The request
From the listing below, reproduce verbatim everything from the line containing "Examine the photo above and find every instance of green foliage" down to the line containing "[73,242,640,425]", with both of those lines included. Leave the pictures out of your reproduction.

Task data
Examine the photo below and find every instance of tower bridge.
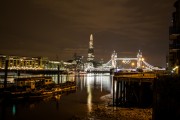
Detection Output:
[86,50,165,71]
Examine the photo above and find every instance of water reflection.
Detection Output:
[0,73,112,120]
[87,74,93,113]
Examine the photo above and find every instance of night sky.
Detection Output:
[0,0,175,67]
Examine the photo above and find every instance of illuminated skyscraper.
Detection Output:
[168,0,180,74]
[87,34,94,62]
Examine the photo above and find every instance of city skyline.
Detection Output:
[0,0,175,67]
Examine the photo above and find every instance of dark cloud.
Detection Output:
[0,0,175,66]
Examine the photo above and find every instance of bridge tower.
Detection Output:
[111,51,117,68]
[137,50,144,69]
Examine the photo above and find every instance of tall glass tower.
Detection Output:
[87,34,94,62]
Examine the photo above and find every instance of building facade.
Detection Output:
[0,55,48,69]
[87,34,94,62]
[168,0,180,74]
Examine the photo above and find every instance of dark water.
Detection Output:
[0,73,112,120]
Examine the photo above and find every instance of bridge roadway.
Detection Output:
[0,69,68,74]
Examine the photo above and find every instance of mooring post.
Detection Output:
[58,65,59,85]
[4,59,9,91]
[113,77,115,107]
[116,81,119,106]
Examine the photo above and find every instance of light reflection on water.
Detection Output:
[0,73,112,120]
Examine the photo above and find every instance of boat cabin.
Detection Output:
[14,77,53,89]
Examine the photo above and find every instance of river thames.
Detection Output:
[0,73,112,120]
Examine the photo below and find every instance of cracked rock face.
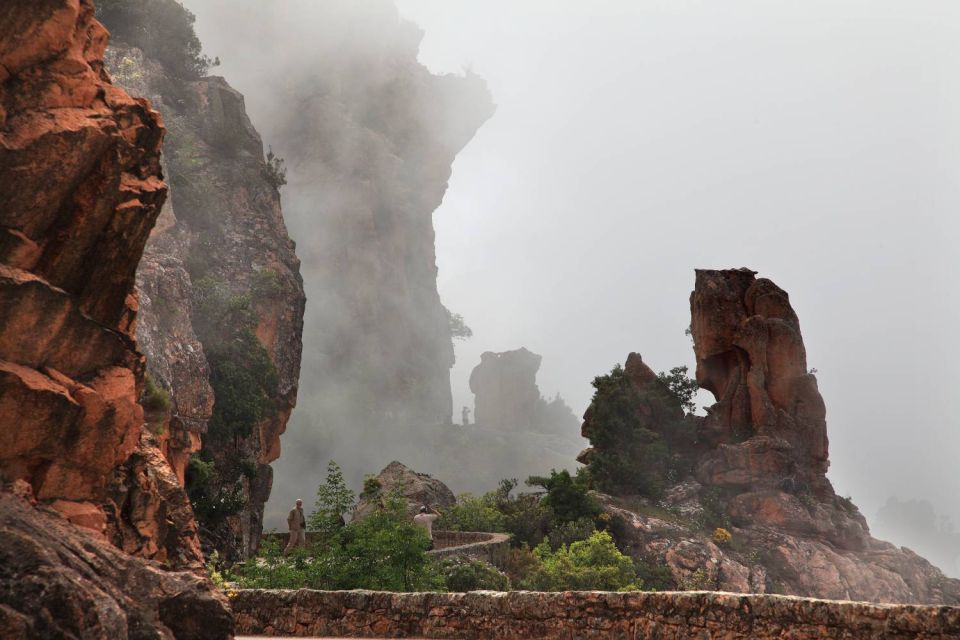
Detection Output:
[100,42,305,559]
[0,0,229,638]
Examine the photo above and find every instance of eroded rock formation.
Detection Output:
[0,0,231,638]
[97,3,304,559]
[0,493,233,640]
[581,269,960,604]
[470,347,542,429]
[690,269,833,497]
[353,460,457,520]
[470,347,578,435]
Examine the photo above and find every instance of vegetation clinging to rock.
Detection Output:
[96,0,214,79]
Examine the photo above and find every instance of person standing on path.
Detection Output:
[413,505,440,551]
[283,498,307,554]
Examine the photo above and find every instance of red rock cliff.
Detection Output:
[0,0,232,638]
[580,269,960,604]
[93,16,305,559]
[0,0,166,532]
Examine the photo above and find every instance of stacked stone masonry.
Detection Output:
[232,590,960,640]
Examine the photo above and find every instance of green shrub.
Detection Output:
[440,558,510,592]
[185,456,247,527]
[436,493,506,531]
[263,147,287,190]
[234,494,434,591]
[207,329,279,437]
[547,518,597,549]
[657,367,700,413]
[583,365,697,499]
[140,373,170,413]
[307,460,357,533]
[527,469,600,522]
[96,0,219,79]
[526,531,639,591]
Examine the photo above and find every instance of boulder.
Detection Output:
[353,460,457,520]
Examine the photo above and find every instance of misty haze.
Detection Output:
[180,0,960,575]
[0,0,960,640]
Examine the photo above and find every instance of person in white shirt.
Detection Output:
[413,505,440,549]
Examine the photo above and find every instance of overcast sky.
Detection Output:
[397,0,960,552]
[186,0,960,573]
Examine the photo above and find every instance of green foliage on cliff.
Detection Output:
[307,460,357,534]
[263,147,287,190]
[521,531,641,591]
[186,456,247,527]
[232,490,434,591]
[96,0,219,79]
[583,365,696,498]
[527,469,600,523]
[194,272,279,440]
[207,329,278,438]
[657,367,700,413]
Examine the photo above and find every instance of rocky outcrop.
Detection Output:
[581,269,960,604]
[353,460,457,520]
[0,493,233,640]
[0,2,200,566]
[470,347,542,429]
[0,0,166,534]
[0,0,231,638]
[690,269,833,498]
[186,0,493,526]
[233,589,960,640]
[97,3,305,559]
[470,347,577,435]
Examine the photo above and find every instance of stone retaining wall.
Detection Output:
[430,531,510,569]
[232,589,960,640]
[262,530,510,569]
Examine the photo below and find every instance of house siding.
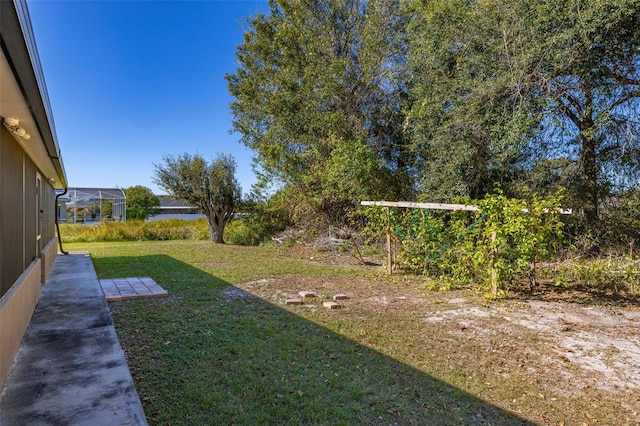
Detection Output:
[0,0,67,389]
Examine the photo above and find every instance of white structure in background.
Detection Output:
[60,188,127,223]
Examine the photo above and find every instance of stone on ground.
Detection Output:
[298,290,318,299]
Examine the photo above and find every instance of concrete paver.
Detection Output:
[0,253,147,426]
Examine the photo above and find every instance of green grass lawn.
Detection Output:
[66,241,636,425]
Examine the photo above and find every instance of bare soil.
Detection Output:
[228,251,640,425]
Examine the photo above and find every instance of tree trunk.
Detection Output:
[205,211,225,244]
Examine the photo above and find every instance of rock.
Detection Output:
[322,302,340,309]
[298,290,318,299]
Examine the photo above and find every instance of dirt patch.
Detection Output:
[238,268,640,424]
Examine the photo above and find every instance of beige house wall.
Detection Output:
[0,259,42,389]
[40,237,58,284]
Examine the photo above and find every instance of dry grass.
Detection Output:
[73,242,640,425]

* * *

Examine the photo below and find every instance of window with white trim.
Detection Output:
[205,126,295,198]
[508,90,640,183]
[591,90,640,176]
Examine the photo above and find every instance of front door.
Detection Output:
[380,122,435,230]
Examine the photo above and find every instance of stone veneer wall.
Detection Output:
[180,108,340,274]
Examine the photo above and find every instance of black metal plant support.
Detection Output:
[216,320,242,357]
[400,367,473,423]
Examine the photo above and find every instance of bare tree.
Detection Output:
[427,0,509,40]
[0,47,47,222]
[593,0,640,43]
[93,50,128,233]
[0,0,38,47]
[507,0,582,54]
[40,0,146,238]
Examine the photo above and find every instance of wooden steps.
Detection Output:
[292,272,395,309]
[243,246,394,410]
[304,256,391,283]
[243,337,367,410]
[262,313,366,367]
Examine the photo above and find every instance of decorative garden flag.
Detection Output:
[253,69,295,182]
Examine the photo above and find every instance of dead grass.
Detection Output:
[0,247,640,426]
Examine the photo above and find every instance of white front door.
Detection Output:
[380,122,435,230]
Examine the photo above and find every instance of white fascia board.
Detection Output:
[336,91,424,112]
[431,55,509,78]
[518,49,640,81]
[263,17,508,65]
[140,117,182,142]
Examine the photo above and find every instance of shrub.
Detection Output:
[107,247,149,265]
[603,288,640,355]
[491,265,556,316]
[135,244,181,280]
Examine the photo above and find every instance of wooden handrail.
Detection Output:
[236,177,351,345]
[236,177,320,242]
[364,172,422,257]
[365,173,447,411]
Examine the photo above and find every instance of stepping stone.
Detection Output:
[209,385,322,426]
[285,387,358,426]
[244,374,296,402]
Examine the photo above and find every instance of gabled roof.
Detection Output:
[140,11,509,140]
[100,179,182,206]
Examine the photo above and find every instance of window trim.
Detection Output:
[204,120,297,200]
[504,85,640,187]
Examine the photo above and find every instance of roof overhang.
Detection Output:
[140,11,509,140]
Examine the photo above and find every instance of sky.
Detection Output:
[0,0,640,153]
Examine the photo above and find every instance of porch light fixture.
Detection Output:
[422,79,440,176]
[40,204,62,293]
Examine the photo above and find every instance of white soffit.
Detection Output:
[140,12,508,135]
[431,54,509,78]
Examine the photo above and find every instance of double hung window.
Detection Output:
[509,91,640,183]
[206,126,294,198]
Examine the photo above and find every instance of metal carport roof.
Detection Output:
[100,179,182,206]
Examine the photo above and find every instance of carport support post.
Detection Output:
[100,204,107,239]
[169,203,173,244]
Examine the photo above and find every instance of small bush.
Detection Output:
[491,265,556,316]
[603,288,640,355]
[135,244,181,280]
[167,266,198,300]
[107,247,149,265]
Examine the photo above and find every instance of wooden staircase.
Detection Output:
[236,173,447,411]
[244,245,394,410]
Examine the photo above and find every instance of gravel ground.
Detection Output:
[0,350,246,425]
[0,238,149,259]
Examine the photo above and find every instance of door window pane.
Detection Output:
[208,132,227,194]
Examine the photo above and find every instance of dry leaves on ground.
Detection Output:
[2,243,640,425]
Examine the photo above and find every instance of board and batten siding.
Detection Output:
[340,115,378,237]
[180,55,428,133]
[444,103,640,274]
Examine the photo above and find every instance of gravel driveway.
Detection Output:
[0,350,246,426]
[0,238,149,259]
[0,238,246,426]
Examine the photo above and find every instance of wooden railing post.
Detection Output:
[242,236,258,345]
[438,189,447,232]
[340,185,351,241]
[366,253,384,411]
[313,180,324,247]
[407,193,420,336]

Answer
Examine the photo above and find every instance of green foliage on cliff.
Detection Output:
[307,460,357,534]
[263,147,287,190]
[521,531,641,591]
[186,456,247,527]
[232,490,434,591]
[96,0,219,79]
[583,365,696,498]
[527,469,600,523]
[194,272,279,440]
[207,329,278,438]
[657,367,700,413]
Examine the photo above and find every instance of rocky outcrop.
Detection Output:
[581,269,960,604]
[353,460,457,520]
[0,493,233,640]
[0,2,200,566]
[470,347,542,429]
[0,0,166,534]
[0,0,231,638]
[690,269,833,498]
[186,0,493,526]
[233,589,960,640]
[97,3,305,559]
[470,347,577,435]
Examine the photo above and find every instance of stone retaining wall.
Detection Output:
[430,531,510,569]
[232,589,960,640]
[262,530,510,569]
Examine the photo below and find every instance of house siding.
Detection Output:
[0,0,67,389]
Examine the photo above and find every instance of white structure in background.
Detection Output:
[60,188,127,223]
Examine the photo above and find every instance of stone on ground.
Detection Output:
[298,290,318,299]
Examine the photo above and find every instance of concrete paver.
Detection Output:
[0,253,147,426]
Examine the photo above and find every instance of green grass lawn.
Detection Output:
[66,241,636,425]
Examine the photo above and find every instance of bare soil.
Detection Output:
[228,251,640,425]
Examine the photo above and find every instance of tree trunk.
Detection Output:
[205,211,225,244]
Examine the photo above and find every instance of rock.
Detection Output:
[322,302,340,309]
[298,290,318,299]
Examine the photo above and find every instance of dirt patch.
Detection Output:
[238,268,640,424]
Examine the photo above and find every instance of beige house wall.
Detection Output:
[0,259,42,389]
[40,237,58,284]
Examine the photo above and find every instance of dry grass.
Detection Output:
[73,242,640,425]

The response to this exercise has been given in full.